Records from an annotation dataset
........
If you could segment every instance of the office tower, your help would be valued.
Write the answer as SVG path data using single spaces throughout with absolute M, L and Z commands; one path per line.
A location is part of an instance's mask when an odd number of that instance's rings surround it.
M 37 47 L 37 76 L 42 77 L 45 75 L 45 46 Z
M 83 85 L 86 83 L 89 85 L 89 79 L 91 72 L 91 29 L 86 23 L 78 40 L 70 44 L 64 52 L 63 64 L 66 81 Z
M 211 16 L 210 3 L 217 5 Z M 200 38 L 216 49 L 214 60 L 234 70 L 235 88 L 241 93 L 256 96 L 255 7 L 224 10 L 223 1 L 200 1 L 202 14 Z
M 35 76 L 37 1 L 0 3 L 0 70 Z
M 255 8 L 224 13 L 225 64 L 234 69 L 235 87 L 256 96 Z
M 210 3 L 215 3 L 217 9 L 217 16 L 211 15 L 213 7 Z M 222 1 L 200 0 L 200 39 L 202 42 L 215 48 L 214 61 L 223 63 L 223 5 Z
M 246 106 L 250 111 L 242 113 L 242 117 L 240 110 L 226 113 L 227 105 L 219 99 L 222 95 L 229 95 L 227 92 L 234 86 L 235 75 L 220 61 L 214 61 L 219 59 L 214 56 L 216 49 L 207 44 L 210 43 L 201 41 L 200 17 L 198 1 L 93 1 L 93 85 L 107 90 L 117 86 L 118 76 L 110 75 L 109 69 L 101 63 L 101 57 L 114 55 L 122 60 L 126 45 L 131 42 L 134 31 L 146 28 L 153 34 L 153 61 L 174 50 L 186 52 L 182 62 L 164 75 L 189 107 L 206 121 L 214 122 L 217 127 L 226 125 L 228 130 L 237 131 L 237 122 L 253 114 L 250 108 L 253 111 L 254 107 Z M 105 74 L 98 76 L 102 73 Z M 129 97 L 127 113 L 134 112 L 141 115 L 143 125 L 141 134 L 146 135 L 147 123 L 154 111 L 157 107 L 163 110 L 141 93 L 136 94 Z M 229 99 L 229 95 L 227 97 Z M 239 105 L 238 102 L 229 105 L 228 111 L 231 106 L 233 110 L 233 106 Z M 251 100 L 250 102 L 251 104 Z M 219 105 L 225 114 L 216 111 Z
........
→ REQUIREMENTS: Reproduce all of the data above verbatim, keeping every line and character unchanged.

→ OUTPUT BELOW:
If you could segment every instance of the office tower, your help would be valued.
Write the answer as SVG path data using single spaces throughout with absolute M, L and Z commands; one path per line.
A location is part of an instance's mask when an odd number of that instance's rings surround it.
M 37 47 L 37 76 L 42 77 L 45 75 L 45 46 Z
M 83 85 L 86 83 L 89 85 L 89 79 L 91 72 L 91 29 L 86 23 L 78 40 L 70 44 L 64 52 L 63 64 L 66 81 Z
M 211 16 L 210 3 L 217 5 Z M 200 38 L 216 49 L 214 60 L 234 70 L 235 88 L 241 93 L 256 96 L 255 7 L 224 10 L 223 1 L 200 1 L 202 14 Z
M 35 76 L 37 1 L 0 3 L 0 70 Z
M 255 8 L 224 13 L 225 64 L 234 69 L 235 87 L 256 96 Z
M 210 3 L 215 3 L 217 9 L 217 16 L 211 15 L 213 7 Z M 222 1 L 200 0 L 200 39 L 202 42 L 215 48 L 214 61 L 223 63 L 223 5 Z
M 246 106 L 250 111 L 242 113 L 242 117 L 240 110 L 226 113 L 227 105 L 219 99 L 222 95 L 229 95 L 227 92 L 234 86 L 235 75 L 220 61 L 214 61 L 219 59 L 214 56 L 216 49 L 207 44 L 210 43 L 201 41 L 200 17 L 198 1 L 93 1 L 93 85 L 107 90 L 117 86 L 118 76 L 110 75 L 109 69 L 101 63 L 101 57 L 114 55 L 122 60 L 126 45 L 131 42 L 134 31 L 146 28 L 153 34 L 153 61 L 174 50 L 186 52 L 182 62 L 164 75 L 189 107 L 206 121 L 214 122 L 217 127 L 226 125 L 228 130 L 237 131 L 237 122 L 253 114 L 250 108 L 253 111 L 254 107 Z M 105 74 L 98 76 L 102 73 Z M 129 97 L 127 113 L 134 112 L 141 115 L 143 125 L 141 134 L 146 135 L 147 123 L 154 111 L 157 107 L 163 110 L 141 93 L 136 94 Z M 229 99 L 229 95 L 227 97 Z M 239 105 L 238 102 L 229 105 L 228 111 L 231 106 L 233 110 L 233 106 Z M 251 100 L 250 102 L 251 104 Z M 219 105 L 225 114 L 216 111 Z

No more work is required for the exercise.